* _THE TASK_: Count the lines below that contain the string "each" with matching case, and reply with only the number.

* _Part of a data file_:

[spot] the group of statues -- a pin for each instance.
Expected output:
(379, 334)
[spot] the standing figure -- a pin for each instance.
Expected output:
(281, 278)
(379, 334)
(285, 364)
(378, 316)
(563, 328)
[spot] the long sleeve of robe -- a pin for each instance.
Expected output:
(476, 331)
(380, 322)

* * *

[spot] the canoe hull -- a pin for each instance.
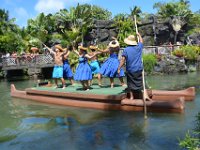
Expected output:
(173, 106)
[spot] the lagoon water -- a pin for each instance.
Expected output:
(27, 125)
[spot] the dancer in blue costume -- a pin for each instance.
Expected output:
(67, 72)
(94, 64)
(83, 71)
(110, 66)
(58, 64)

* _ANSWER TO THIS EXERCISE_: 6